[Shape annotation data]
============================================================
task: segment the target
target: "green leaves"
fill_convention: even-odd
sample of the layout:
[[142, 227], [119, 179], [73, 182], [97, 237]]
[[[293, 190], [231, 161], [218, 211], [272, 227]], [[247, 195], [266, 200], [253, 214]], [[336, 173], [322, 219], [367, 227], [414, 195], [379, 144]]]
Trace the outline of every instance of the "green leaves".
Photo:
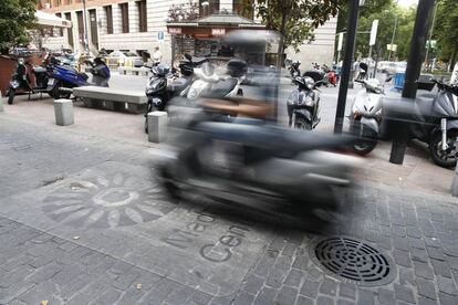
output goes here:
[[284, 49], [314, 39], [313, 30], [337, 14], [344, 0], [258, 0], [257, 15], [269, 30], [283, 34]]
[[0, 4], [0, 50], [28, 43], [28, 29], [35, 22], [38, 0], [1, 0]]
============================================================
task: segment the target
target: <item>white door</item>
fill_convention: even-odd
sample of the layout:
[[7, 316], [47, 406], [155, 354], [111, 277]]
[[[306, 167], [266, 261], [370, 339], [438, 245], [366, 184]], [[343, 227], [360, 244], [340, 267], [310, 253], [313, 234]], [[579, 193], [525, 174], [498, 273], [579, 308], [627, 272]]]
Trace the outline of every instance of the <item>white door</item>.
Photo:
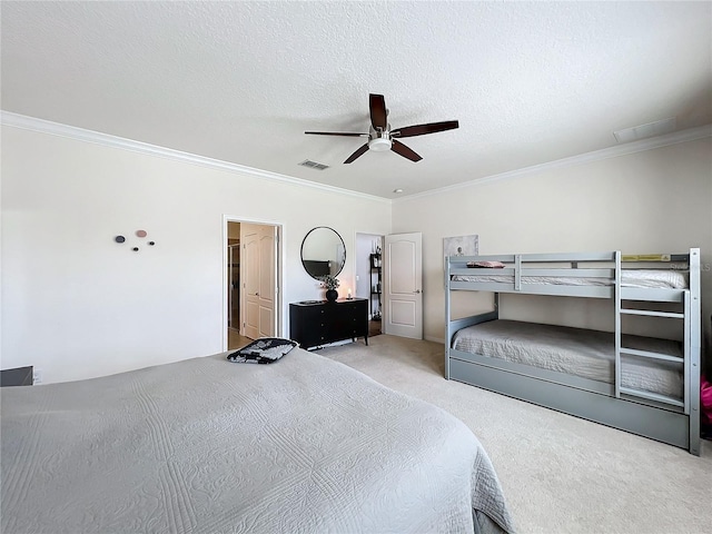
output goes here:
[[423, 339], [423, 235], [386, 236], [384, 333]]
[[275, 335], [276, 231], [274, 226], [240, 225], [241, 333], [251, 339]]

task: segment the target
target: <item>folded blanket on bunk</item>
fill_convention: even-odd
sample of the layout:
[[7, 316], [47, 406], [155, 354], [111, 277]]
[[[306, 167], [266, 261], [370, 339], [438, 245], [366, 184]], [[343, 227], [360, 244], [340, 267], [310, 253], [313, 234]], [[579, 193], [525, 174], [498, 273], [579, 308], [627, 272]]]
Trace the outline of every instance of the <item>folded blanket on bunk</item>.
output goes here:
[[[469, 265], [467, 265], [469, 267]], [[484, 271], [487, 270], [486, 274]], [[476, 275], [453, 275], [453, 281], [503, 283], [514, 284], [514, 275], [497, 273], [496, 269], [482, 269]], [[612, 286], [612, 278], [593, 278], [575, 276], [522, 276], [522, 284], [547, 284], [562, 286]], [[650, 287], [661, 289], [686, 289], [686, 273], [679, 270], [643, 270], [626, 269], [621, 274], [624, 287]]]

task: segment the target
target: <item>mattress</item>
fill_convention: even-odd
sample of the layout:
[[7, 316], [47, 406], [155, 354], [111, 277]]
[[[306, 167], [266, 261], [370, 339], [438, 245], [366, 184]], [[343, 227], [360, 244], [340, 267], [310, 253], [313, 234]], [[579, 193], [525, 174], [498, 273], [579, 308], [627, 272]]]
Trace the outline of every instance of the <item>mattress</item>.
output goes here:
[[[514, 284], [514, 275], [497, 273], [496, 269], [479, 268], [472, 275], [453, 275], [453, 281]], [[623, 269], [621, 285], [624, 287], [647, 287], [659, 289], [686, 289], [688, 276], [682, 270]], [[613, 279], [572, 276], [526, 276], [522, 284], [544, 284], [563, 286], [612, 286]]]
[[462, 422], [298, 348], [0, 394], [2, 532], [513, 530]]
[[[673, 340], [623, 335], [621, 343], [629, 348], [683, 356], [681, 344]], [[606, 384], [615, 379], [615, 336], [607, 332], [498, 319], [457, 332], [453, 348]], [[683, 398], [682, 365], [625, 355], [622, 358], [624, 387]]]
============================================================
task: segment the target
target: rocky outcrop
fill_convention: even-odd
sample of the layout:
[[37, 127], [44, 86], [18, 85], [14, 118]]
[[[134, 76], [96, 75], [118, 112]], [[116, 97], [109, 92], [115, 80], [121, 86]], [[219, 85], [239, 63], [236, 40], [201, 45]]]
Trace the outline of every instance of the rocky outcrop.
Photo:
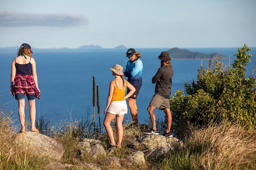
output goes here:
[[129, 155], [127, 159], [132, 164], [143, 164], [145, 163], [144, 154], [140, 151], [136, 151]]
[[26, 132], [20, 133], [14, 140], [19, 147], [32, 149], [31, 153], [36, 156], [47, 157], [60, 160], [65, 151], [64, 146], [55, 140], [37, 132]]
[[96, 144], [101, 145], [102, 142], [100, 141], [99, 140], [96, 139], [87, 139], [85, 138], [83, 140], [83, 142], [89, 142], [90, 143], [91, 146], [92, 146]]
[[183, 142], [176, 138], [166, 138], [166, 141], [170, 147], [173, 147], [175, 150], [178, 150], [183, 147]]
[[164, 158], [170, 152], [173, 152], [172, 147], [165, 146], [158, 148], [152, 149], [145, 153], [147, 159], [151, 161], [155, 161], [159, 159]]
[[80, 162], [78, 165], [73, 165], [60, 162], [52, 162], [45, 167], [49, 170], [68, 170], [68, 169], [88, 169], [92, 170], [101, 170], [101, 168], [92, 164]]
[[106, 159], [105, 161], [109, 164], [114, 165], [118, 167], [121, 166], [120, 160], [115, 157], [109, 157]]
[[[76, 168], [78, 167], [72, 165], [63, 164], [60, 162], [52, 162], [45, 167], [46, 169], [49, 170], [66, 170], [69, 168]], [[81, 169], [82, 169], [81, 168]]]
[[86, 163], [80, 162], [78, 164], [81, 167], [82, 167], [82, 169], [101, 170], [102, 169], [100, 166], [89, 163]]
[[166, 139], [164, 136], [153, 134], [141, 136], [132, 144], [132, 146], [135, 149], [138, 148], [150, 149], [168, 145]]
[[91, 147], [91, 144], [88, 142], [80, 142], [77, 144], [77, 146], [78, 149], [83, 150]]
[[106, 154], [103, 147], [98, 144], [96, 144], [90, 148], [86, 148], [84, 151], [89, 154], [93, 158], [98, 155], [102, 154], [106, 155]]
============================================================
*The task*.
Tally the lines of the data above that contain the word "every", and give only that number.

*Written answer*.
5